◆ **Problems to work on**:
a – Please translate this sentence from the solar subsidies text into Spanish: "This strategy has resulted in an average system cost reduction of over 50% since 2008."
b – Work out how many lines of the entries contain the word "seam", with case counting, and give only that number.

◆ **Document text**:
begin

Editor’s note: While we here at CleanTechnica have focused on the ‘soft costs’ of solar making German much cheaper than U.S. solar, one of the world’s leading solar and climate change solutions entrepreneurs and investors, Jigar Shah, contends that the cost differences are actually largely due to another factor — high U.S. subsidies. Have a read and then let us know what you think.

By Jigar Shah

As the Founder of the largest solar services provider, SunEdison, I had a hand in putting in place subsidies so that we could reduce costs through scale in local markets. This strategy has resulted in an average system cost reduction of over 50% since 2008.

But today, solar subsidies in maturing markets like the United States are actually holding us back, not propelling us forward. In fact, Germany has hit an all time high for solar capacity with 30-gigawatts peak (GWp) of solar power installed. Germany has done this by installing solar at far cheaper prices than we are in the United States. That is because solar subsidies are manipulated by investors like me to maximize our returns. The truth is that installers in the United States can, and do, install solar at roughly the same cost as German installers – save for some increased soft costs. If we want to reach higher growth, we need to phase out the solar tax credits and other solar subsidies in mature markets and watch the price of solar fall.

The reasoning behind my strong stance is that, based on the cost of solar that I am personally investing in, solar is now cost-effective without subsidies for ideal customers in 300 utilities in 30 US states. Those 300 utilities account for about 20% of all of the electricity sold in the United States (using Energy Information Administration Form 861 data). Based on my experience, my thesis is that phasing out these subsidies will lead to 1) greater system cost reductions, 2) lower cost of money, and 3) greater standardization in the industry – all leading to a greater acceleration of solar PV deployment in the United States.

My conclusion is derived from the living laboratories of India, Germany, and the UK. While I was initially skeptical that the elimination of high subsidies would help lower the consumer price, my skepticism was abated through a clear review of the data. My initial feeling was that competition alone wasn’t enough to drive prices lower. But recently India, Germany, and the UK have drastically reduced their feed-in-tariffs and a curious thing happened – prices to investors came down. Most of the industry believed that this would lead to much less solar getting installed — in fact, the opposite occurred. Solar installations went up because the local solar industry cut prices to keep investors interested. While most folks would see how this might happen in a mature market like Germany that has a four-year head start, younger markets like the UK and India were also able to replicate the cost reductions. Today, the average large commercial solar installation in the UK is installed and sold to investors for less than $2/Wdc – same as Germany. In India, where the basic building block is a 5-MW utility scale project, the systems are installed in less than two months for about $1.70/Wdc.

end

Entries from a collection:
begin

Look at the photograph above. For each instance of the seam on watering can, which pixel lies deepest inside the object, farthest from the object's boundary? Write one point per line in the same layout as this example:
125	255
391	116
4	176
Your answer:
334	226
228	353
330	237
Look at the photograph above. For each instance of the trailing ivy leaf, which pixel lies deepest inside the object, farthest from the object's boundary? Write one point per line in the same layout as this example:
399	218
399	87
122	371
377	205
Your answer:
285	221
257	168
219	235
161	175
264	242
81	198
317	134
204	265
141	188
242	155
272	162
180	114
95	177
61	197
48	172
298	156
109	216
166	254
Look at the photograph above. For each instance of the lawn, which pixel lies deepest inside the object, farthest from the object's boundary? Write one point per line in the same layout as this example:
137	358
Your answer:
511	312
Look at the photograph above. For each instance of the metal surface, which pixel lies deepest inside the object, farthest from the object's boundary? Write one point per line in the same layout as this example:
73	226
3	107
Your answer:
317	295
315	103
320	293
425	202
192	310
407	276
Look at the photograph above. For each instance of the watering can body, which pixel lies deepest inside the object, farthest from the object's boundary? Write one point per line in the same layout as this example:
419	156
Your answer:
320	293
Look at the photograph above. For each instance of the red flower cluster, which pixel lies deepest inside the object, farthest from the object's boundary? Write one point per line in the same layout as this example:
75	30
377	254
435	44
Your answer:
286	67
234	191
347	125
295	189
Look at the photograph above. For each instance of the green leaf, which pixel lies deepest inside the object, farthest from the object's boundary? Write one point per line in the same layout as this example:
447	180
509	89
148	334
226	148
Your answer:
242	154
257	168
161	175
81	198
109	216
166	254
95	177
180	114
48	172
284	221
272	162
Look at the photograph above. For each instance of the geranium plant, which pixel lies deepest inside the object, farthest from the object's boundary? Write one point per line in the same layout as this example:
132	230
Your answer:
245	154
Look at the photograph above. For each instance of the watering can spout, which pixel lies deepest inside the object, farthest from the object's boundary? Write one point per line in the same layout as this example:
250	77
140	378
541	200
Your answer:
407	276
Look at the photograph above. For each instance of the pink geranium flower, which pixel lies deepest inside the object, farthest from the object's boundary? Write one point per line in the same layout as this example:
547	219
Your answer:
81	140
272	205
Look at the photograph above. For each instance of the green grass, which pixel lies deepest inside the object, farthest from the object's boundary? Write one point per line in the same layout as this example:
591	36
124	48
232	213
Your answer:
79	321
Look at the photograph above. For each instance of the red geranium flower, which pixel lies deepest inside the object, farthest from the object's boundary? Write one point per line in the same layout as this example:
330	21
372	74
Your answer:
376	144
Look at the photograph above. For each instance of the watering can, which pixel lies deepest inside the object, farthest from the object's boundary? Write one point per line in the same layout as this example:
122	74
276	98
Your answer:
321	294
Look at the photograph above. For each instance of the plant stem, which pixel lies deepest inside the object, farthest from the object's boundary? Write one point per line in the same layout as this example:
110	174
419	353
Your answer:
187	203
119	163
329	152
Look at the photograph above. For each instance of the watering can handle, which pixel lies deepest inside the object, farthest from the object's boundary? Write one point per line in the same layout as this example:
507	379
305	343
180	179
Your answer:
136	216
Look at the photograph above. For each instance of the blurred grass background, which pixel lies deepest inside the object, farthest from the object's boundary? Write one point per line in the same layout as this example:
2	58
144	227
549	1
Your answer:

end

◆ **Task solutions**:
a – Esta estrategia ha dado como resultado una reducción promedio del costo de los sistemas de más del 50 % desde 2008.

b – 1